» WHAT IS EXPECTED: Copy out the listing below verbatim, from its first line up to and including the line with "(1069, 479)".

» DATASET RECORDS:
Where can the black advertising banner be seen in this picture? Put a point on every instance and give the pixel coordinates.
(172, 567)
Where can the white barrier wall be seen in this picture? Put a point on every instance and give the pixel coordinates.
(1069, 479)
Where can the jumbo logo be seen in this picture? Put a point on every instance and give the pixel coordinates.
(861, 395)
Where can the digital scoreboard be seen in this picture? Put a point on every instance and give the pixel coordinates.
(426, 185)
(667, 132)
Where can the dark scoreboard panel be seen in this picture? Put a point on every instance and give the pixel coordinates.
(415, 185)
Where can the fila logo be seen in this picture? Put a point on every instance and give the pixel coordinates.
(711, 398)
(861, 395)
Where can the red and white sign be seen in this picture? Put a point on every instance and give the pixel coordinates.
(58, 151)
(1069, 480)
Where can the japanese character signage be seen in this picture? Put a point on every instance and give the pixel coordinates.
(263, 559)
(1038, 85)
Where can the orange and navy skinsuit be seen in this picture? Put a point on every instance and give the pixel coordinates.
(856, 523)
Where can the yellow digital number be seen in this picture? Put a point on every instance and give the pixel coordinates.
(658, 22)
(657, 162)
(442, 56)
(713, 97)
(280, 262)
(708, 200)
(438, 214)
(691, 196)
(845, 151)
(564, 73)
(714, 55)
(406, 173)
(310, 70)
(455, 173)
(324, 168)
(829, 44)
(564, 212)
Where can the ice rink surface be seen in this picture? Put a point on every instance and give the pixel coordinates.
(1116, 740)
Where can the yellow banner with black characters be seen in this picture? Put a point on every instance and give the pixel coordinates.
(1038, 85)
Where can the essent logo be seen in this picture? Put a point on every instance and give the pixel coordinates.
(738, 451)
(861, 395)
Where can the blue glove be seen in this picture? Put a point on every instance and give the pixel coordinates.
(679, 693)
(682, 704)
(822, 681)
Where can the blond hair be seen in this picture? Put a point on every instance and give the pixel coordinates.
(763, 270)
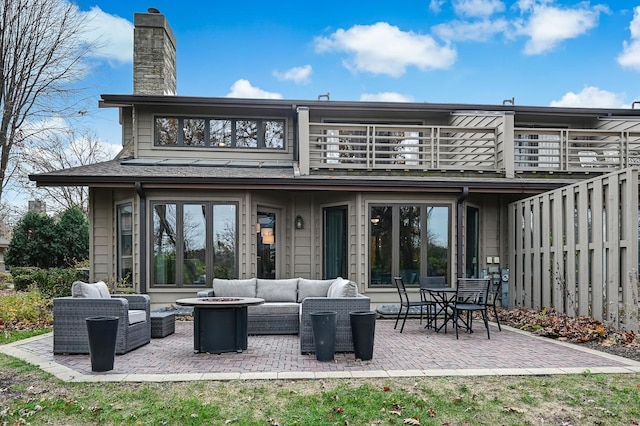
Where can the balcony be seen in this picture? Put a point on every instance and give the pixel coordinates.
(469, 149)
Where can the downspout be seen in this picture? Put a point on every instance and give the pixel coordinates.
(143, 237)
(459, 231)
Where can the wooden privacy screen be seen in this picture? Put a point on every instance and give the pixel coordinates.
(575, 249)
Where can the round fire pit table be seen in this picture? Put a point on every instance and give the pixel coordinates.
(220, 323)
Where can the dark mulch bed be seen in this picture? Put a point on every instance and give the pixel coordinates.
(582, 331)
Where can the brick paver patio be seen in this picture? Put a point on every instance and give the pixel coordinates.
(415, 352)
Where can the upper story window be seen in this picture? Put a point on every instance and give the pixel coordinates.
(220, 132)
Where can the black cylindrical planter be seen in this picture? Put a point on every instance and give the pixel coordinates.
(102, 333)
(323, 325)
(363, 329)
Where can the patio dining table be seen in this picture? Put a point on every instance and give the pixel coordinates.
(444, 297)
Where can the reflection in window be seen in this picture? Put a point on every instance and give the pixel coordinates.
(381, 245)
(124, 213)
(220, 133)
(246, 134)
(438, 241)
(164, 244)
(193, 131)
(224, 241)
(408, 241)
(194, 232)
(273, 132)
(167, 131)
(183, 252)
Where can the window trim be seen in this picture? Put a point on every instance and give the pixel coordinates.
(395, 205)
(209, 240)
(260, 122)
(118, 233)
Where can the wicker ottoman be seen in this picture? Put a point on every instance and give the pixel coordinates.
(162, 323)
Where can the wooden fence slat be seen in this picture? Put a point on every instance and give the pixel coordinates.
(576, 248)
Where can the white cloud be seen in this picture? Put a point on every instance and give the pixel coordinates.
(548, 25)
(470, 31)
(385, 49)
(299, 75)
(436, 5)
(114, 36)
(476, 8)
(243, 89)
(385, 97)
(630, 56)
(591, 97)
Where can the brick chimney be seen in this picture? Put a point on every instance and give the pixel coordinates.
(154, 55)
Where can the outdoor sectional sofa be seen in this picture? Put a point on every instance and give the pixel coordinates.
(91, 300)
(289, 302)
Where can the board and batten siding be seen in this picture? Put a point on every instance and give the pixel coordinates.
(101, 233)
(575, 249)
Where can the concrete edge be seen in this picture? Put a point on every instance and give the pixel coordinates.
(66, 374)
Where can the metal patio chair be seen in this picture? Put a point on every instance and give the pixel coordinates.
(405, 303)
(433, 307)
(471, 296)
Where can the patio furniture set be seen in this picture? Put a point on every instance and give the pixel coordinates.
(277, 306)
(455, 305)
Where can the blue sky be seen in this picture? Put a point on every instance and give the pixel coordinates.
(539, 52)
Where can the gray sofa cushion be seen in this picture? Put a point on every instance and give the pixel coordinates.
(97, 290)
(277, 290)
(137, 315)
(237, 288)
(274, 308)
(342, 288)
(313, 288)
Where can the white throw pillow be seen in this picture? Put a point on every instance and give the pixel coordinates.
(342, 288)
(97, 290)
(313, 288)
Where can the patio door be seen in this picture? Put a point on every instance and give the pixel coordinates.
(266, 244)
(335, 242)
(472, 243)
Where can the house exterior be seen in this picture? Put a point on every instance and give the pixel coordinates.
(235, 188)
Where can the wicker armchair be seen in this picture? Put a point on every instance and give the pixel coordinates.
(70, 328)
(341, 305)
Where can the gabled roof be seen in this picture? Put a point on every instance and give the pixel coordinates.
(190, 174)
(110, 100)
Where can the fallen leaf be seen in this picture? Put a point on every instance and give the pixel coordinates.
(513, 409)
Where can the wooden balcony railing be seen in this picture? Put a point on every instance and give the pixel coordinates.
(468, 148)
(574, 150)
(366, 147)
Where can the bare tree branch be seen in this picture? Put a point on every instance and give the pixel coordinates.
(41, 57)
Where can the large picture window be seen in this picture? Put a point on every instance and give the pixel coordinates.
(193, 241)
(220, 132)
(124, 213)
(408, 241)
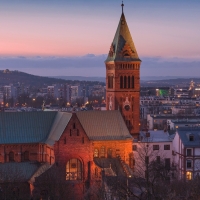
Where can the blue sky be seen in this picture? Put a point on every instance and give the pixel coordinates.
(59, 37)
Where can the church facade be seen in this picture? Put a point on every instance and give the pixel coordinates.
(65, 155)
(123, 77)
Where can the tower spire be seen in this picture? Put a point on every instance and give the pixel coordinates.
(122, 7)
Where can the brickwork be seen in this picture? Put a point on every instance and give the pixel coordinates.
(26, 152)
(118, 98)
(74, 143)
(113, 149)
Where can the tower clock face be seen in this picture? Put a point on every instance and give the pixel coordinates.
(127, 107)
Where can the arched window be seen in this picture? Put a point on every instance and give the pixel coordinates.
(132, 82)
(121, 82)
(96, 172)
(11, 157)
(26, 156)
(74, 170)
(109, 153)
(102, 152)
(110, 81)
(129, 82)
(96, 153)
(125, 80)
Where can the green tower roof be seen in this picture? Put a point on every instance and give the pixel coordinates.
(122, 47)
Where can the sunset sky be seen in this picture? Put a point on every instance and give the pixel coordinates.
(71, 37)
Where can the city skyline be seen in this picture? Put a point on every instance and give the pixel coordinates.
(75, 37)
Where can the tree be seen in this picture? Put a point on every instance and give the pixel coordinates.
(153, 172)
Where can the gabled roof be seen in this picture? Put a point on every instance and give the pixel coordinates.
(21, 172)
(122, 47)
(32, 127)
(58, 127)
(184, 134)
(104, 125)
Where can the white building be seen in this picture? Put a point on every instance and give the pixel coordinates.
(153, 146)
(187, 152)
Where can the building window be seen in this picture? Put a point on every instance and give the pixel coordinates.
(189, 175)
(189, 164)
(96, 172)
(96, 153)
(129, 82)
(102, 152)
(134, 147)
(191, 137)
(132, 82)
(133, 162)
(167, 163)
(121, 82)
(158, 159)
(155, 147)
(146, 160)
(109, 153)
(11, 157)
(74, 170)
(26, 156)
(189, 152)
(125, 80)
(167, 147)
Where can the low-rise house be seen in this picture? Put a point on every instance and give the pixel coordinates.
(187, 151)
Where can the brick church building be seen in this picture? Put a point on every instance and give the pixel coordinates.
(67, 155)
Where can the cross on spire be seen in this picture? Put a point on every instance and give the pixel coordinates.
(122, 7)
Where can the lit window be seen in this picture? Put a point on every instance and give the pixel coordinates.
(102, 152)
(189, 175)
(189, 152)
(26, 156)
(191, 137)
(96, 153)
(155, 147)
(166, 147)
(134, 147)
(11, 156)
(74, 170)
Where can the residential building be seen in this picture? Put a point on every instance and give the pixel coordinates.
(187, 152)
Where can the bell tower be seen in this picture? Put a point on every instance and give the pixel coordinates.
(123, 77)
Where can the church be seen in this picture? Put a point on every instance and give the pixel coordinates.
(67, 155)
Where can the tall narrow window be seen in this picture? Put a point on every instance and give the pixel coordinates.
(11, 157)
(102, 152)
(110, 81)
(96, 153)
(129, 82)
(109, 154)
(26, 156)
(121, 82)
(74, 170)
(125, 80)
(132, 82)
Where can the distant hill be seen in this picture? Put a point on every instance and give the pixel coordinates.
(81, 78)
(15, 77)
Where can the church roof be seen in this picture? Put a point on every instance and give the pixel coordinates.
(122, 47)
(32, 127)
(104, 125)
(22, 171)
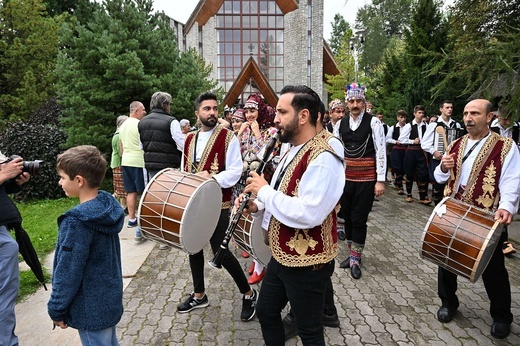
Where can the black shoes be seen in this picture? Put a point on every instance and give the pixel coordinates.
(331, 321)
(445, 314)
(289, 327)
(500, 330)
(355, 271)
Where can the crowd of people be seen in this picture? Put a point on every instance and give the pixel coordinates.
(317, 188)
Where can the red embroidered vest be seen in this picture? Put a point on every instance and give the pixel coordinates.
(303, 247)
(482, 186)
(213, 158)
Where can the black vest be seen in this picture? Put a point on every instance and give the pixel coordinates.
(160, 150)
(354, 140)
(415, 131)
(396, 133)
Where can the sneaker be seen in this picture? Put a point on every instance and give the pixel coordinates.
(289, 327)
(193, 303)
(249, 307)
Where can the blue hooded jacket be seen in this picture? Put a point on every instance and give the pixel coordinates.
(87, 281)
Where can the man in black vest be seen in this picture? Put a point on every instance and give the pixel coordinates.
(161, 136)
(415, 161)
(365, 158)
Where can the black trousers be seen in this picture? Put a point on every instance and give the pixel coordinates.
(304, 288)
(356, 203)
(230, 263)
(496, 282)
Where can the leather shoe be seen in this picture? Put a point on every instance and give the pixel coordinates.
(331, 321)
(355, 271)
(289, 327)
(256, 278)
(445, 314)
(500, 330)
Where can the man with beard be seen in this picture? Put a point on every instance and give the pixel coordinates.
(300, 219)
(214, 152)
(365, 173)
(485, 168)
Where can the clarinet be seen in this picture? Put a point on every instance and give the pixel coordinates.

» REPLY:
Where can the black advertising banner be seen in this picture? Put a point on every instance and give the pixel coordinates.
(172, 567)
Where can the white barrier wall be seen in this picture? Put a point on every instance and give the pixel coordinates.
(1069, 479)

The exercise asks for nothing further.